** Opening EXTRACT PROVIDED block **
The Transitional Federal Government was internationally recognized as the official government of Somalia. It occupies Somalia's seat in the United Nations, the African Union, and the Organisation of Islamic Cooperation (OIC). From 2005-2016, the Permanent Representative of Somalia to the United Nations was Elmi Ahmed Duale. The Deputy Permanent Representative was Idd Beddel Mohamed. Somalia is one of the founding members of the OIC. The TFG also has ambassadors in other countries.

The European Union was instrumental in the formation of the TFG and provided considerable support to maintain it.

In 2012 the Transitional Federal Government maintained embassies in 34 countries. Ethiopia maintains an embassy in Mogadishu, and consulates in Hargeisa in Somaliland and in Garowe in Puntland. Djibouti re-opened its embassy in Mogadishu in December 2010. The following year, India also re-opened its embassy in the capital after a twenty-year absence, as did Turkey. Italy maintains a special diplomatic delegation and a Technical Mission to Mogadishu, and is scheduled to re-open its embassy in the city. In 2011, the United Kingdom likewise announced plans to re-open its embassy in Mogadishu, with Iran following suit in 2012.
** Closing EXTRACT PROVIDED block **
** Opening DATA EXTRACT block **
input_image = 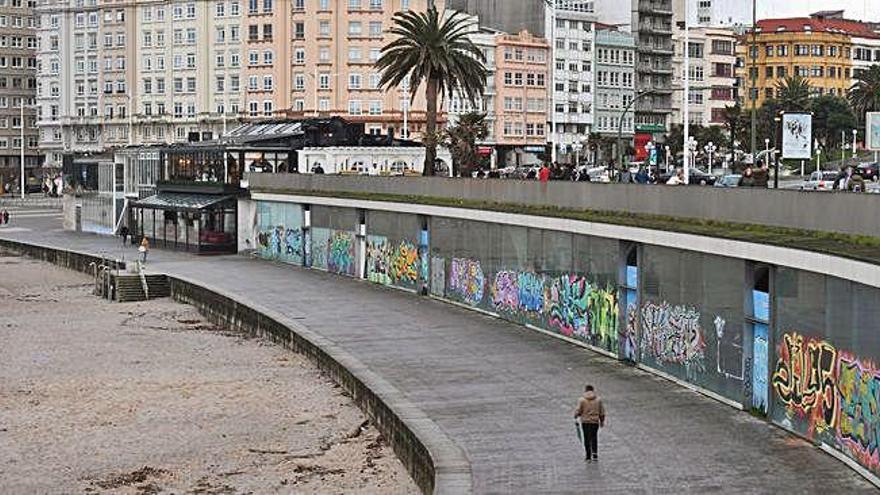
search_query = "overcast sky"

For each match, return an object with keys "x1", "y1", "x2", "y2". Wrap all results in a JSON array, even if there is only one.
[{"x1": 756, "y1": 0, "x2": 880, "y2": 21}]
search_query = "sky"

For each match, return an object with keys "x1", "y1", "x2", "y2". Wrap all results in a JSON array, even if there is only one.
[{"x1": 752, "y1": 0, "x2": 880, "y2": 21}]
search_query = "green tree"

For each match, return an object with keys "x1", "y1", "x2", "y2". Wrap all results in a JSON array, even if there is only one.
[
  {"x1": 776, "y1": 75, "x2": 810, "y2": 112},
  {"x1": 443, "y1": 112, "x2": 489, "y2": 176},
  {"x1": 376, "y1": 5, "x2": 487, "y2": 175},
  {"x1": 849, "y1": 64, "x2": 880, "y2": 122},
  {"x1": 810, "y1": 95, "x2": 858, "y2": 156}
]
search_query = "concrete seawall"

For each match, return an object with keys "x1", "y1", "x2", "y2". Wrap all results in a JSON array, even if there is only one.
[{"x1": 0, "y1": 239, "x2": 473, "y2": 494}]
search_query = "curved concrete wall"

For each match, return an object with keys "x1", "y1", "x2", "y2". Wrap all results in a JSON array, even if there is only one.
** Closing DATA EXTRACT block **
** Opening DATA EXTRACT block **
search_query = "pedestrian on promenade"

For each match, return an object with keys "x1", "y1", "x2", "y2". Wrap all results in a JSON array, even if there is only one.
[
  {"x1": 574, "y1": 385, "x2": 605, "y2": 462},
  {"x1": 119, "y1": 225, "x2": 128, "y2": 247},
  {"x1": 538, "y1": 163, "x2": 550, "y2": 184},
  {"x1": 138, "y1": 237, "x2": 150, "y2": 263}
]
** Closing DATA EXTRACT block **
** Opening DATA EXTRACT block **
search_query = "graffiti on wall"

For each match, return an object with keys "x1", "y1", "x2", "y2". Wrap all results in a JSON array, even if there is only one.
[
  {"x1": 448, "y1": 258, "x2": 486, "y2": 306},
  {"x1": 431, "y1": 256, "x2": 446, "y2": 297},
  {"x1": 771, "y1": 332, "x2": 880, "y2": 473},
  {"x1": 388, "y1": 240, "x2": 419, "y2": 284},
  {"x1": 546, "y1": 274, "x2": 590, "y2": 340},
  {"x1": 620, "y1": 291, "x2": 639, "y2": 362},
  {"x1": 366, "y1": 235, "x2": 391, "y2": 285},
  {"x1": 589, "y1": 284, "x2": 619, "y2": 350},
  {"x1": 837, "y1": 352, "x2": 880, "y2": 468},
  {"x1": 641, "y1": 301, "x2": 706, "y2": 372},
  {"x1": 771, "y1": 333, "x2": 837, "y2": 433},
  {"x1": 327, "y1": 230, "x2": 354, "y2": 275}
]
** Closing DATA EXTRACT block **
- _WORK ORDER 1_:
Can you quote the text on Somalia's diplomacy, beginning at the words "The Transitional Federal Government was" and stopping after "in other countries."?
- _WORK ORDER 2_:
Answer these from the text on Somalia's diplomacy:
(a) Who was the Deputy Permanent Representative of Somalia to the United Nations?
(b) In how many countries did the Transitional Federal Government maintain embassies in 2012?
(c) In what month and year did Djibouti re-open its embassy in Mogadishu?
- _WORK ORDER 3_:
Which countries does the text on Somalia's diplomacy name as having re-opened, planned to re-open, or being scheduled to re-open an embassy in Mogadishu?
Rely only on the text on Somalia's diplomacy for your answers.

- _TASK ANSWER 1_:
The Transitional Federal Government was internationally recognized as the official government of Somalia. It occupies Somalia's seat in the United Nations, the African Union, and the Organisation of Islamic Cooperation (OIC). From 2005-2016, the Permanent Representative of Somalia to the United Nations was Elmi Ahmed Duale. The Deputy Permanent Representative was Idd Beddel Mohamed. Somalia is one of the founding members of the OIC. The TFG also has ambassadors in other countries.

- _TASK ANSWER 2_:
(a) Idd Beddel Mohamed
(b) 34
(c) December 2010

- _TASK ANSWER 3_:
Djibouti, India, Turkey, Italy, the United Kingdom, Iran